● **INPUT**
++++

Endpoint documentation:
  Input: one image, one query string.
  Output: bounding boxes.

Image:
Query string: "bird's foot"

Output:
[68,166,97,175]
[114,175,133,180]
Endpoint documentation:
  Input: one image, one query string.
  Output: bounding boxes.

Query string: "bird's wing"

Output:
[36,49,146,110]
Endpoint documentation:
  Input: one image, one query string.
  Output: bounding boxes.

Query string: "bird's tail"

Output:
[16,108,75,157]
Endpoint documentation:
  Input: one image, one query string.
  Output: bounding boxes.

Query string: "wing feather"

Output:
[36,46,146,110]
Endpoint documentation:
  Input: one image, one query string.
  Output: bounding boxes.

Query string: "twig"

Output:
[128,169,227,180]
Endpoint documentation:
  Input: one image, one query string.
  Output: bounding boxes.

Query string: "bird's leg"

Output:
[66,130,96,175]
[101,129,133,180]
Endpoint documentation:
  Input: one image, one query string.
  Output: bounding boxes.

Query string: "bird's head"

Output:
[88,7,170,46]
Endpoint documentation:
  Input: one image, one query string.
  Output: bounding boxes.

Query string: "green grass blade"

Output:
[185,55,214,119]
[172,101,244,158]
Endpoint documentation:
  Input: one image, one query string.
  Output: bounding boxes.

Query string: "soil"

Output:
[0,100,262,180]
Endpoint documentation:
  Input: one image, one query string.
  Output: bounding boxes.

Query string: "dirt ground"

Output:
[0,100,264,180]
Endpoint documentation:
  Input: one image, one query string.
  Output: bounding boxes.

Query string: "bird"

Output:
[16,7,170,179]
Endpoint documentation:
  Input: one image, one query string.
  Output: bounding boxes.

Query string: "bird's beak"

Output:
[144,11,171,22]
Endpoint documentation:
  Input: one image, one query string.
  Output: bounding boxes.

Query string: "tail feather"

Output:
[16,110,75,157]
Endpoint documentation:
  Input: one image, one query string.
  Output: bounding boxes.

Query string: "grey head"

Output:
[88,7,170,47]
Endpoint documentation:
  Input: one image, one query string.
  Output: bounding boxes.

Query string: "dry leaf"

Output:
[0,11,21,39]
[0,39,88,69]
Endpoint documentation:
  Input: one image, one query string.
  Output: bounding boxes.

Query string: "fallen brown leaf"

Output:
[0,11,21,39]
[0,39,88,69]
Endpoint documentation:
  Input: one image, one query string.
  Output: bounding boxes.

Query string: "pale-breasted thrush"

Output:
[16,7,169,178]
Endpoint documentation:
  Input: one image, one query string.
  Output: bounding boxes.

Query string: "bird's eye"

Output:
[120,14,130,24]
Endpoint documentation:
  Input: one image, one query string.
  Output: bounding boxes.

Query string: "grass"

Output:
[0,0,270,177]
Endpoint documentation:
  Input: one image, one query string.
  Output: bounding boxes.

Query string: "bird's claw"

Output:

++++

Please find each line in the rows above that contains the word "wing", and copy those lines out.

● **WRITTEN RESPONSE**
Query string: "bird's wing"
Query string: "wing feather"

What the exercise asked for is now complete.